TEXT PROVIDED →
------
Guiding Principles The following principles are central to the attainment of the strategic objectives of this Policy:

i.       The Public Trust Doctrine, which recognizes that the State is a trustee of all natural resources, the enjoyment of which is subject to a measure of control necessary to protect the legitimate interest of all sections and stakeholders in the larger framework of strategic national interests;

ii.     Environmental Right, which ensures that every Nigerian has a right to a clean and healthy environment and a duty to safeguard and enhance the environment;

iii.   Environmental Offsetting, which requires that where for exceptional reasons of overriding public interest, the general obligation to protect threatened or endangered species and natural systems that are of special importance to sustaining life, providing livelihoods, or general well-being cannot be provided, such cost-effective offsetting measures must be undertaken by the proponents of an activity to restore as nearly as may be feasible the lost environmental services to the community;

iv.   The Polluter Pays Principle, which prescribes that the polluter should bear the cost of preventing, and remediating pollution;

v.     The User Pays Principle in which the cost of a resource to a user must include all the environmental costs associated with its extraction, transformation and use (including the costs of alternative or future uses forgone);

vi.   The Precautionary Principle, which holds that where there are threats of serious or irreversible damage, the lack of full scientific knowledge shall not be used as a reason for postponing cost-effective means to prevent environmental degradation;

vii.            The Subsidiarity Principle, which reflects the a preference for making decisions at the lowest level of government or social organization where the issue can be effectively managed – decisions made at the local level are often viewed as more likely to take account of local environmental conditions and the opinions of the local people who often bear the highest environmental costs of development;

viii.         Pollution Prevention Pays Principle, which encourages Industry to invest positively to prevent pollution;

ix.   The Principle of Inter-generational Equity, which requires that the needs of the present generation are met without compromising the ability of future generations to meet their own needs;

x.     The Principle of Intra-generational Equity, which requires that different groups of people within the country and within the present generation have the right to benefit equally from the exploitation of resources and that they have equal right to a clean and healthy environment;

xi.   The Principle of Participation, which requires that decisions should, as much as possible, be made by the people or on their behalf by representatives chosen by them;

xii.            International Cooperation in which the country will domesticate multilateral environmental agreements (MEAs) and regional instruments and implement them cooperatively for better environmental management of shared resources. In this regard, the country will take cognizance of all relevant international agreement on the environment and mainstream them in the protection of Nigeria’s environment;

xiii.         Good Environmental Governance in which rule of law, effective institutions, transparency and accountability, respect for human rights and the meaningful participation of citizens will be integrated in environmental management;

xiv.           Integrated Ecosystem Approach to conserving environmental resources is adopted and enhanced to ensure that all the country’s ecosystems are managed for sustainable development and benefits of the people.

 

CONCLUSION

Nigeria has taken serious steps to develop effective environmental strategies by the promulgation of the Environmental Impact Assessment Decree and all the procedural guidelines. Yet there are too many regulators with similar and identical responsibilities. Harmonization and clear allocation of responsibilities has become necessary. FEPA is the apex regulator, and DPR in reliance on regulations can not usurp the responsibility of FEPA nor the State EPA when under our canon of legal interpretation, any Edict (law) in conflict with the Decree (Act) to the extent of the conflict is void. Recognition of this, and an eschewing of rivalries among the administrators, will encourage co-operation among them. To be relevant the regulators (administrators) should be better supported and, for effective compliance monitoring and enforcement, stiffer sanctions and penalties should be prescribed and strictly adhered to. This way environmental requirements will be met and maintained. Compliance should be tied to renewal of licenses and consents and proponents should ensure that staff are highly motivated with adequate equipment and capacity building programs vigorously pursued not only by the administrators but also the proponents.
------
SOURCE EXCERPT →
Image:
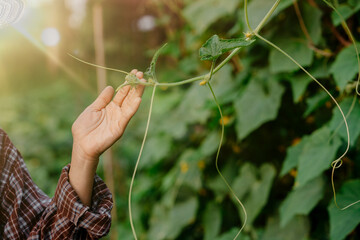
------
DIRECTION →
Reproduce, word for word, the passage of the environmental policy text above from "xii.            International Cooperation" to "of the people.".

REPLY →
xii.            International Cooperation in which the country will domesticate multilateral environmental agreements (MEAs) and regional instruments and implement them cooperatively for better environmental management of shared resources. In this regard, the country will take cognizance of all relevant international agreement on the environment and mainstream them in the protection of Nigeria’s environment;

xiii.         Good Environmental Governance in which rule of law, effective institutions, transparency and accountability, respect for human rights and the meaningful participation of citizens will be integrated in environmental management;

xiv.           Integrated Ecosystem Approach to conserving environmental resources is adopted and enhanced to ensure that all the country’s ecosystems are managed for sustainable development and benefits of the people.